§ **YOUR OBJECTIVE**
Shift every coordinate value up by 73, both x and y, in the part of the data that opens with the line containing "Q: innermost point of each instance of the white tent" and closes at the end of the data. Write out every line of that part again with the shifted values, and leave the pictures out of your answer.

§ **SUPPLIED RECORDS**
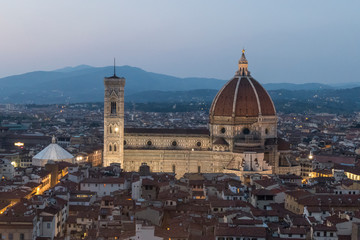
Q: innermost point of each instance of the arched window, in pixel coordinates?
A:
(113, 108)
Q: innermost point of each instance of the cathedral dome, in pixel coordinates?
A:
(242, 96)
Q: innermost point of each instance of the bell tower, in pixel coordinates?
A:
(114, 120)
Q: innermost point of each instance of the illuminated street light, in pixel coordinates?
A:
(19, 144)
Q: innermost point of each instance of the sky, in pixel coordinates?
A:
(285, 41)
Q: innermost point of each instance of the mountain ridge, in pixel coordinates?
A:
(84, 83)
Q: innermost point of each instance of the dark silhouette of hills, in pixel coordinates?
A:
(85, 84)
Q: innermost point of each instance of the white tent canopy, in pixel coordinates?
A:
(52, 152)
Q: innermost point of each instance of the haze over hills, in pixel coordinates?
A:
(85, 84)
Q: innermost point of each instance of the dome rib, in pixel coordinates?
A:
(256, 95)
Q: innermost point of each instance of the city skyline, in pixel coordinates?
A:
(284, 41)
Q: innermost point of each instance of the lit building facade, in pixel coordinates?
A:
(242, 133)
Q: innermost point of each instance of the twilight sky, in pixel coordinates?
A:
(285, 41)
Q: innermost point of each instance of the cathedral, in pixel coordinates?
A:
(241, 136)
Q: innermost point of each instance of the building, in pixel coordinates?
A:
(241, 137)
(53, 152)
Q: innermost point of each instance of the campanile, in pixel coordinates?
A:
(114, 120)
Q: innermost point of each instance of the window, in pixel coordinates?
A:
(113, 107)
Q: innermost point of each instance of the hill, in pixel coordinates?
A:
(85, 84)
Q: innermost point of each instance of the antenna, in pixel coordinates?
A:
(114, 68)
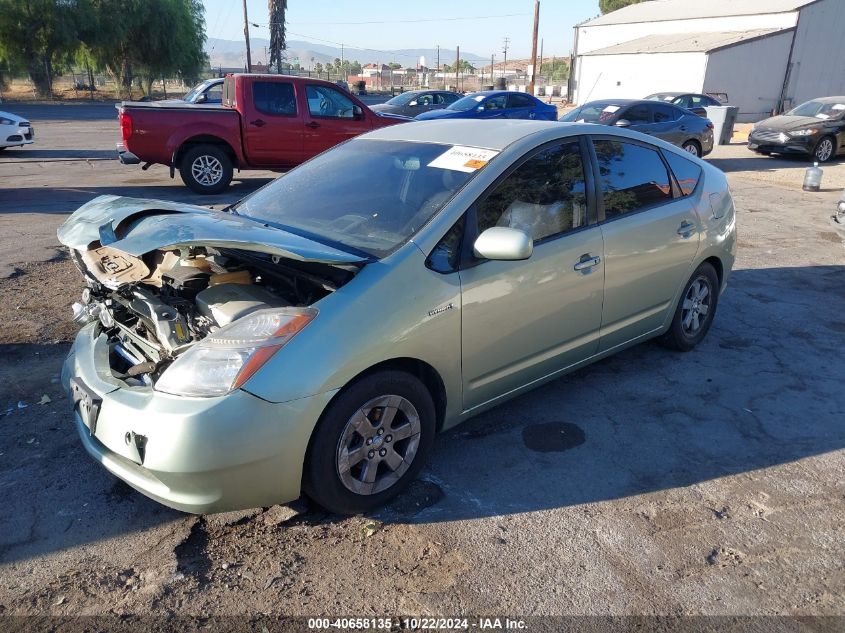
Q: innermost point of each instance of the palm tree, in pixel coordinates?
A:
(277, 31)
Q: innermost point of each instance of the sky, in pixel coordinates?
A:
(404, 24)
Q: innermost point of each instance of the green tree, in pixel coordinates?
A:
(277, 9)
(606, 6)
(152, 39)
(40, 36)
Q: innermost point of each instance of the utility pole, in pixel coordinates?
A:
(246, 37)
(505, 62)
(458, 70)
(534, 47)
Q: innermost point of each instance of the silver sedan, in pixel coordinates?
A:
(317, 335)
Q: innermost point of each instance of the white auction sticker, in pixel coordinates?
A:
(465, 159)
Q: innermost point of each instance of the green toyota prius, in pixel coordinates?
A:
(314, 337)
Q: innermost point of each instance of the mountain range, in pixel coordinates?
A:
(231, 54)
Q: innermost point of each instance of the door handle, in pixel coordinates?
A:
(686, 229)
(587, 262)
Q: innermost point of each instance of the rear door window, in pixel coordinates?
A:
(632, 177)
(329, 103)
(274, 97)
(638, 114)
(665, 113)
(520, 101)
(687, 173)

§ **SOLUTION TO THE PROBLEM**
Q: innermost point of each instance of the white tent canopy, in pixel coordinates?
A:
(125, 225)
Q: innermost point of each instance of the haze over hills, in pixel coordinates?
A:
(158, 157)
Q: innermost point of each instance of the dome rib, in pixel coordinates?
A:
(329, 168)
Q: innermost point of each instance of the city skyline, in pixel coordinates?
A:
(357, 114)
Q: innermost point of each instance of the lit building facade, in pixel coordinates?
A:
(315, 206)
Q: innermost point of each instance of the twilight sky, in pixel coordinates?
A:
(358, 114)
Q: innermost point of each instance of the cathedral, in pixel coordinates?
A:
(314, 209)
Q: innermost point of each instance of the building, in pixel coordinates?
A:
(314, 210)
(126, 225)
Q: innermost point of each instance of the campanile, in pixel coordinates?
A:
(187, 193)
Q: innermost point of each instance of the window, in pixel coordinates?
A:
(186, 180)
Q: innermost point of each instance of the hill, in pixel coordinates?
A:
(158, 157)
Q: innermost point of each instance of the antenna, in pixel coordinates?
A:
(187, 141)
Q: innermost point of each instance of the palm tree, in pixel coordinates?
A:
(350, 104)
Q: innermost point of each instance of the sky, in pixel coordinates?
A:
(477, 97)
Q: innermost point of each instance of the green tree, in pixel coordinates?
A:
(350, 82)
(679, 79)
(225, 112)
(113, 109)
Q: innermost point of each instance of the utility pole, in pixel coordinates?
A:
(319, 110)
(578, 135)
(531, 143)
(607, 120)
Q: innermost point of each instance of the silver sedan, in pixel coordinates?
A:
(390, 408)
Q: innermost point of each instance of the white auction sticker, in pixel coordinates?
A:
(538, 232)
Q: innermost point of each instance of the green toyota prius, in pixel coordinates?
A:
(387, 410)
Q: innermost point of each instance of the mountain range, in pixel coordinates?
A:
(304, 127)
Q: innermost point of each instance of the door handle, in pixel coordinates?
A:
(759, 302)
(660, 335)
Q: innermost point of each instance of the rear door window, in pixel coordinates?
A:
(705, 250)
(402, 176)
(347, 170)
(711, 187)
(738, 186)
(593, 174)
(760, 246)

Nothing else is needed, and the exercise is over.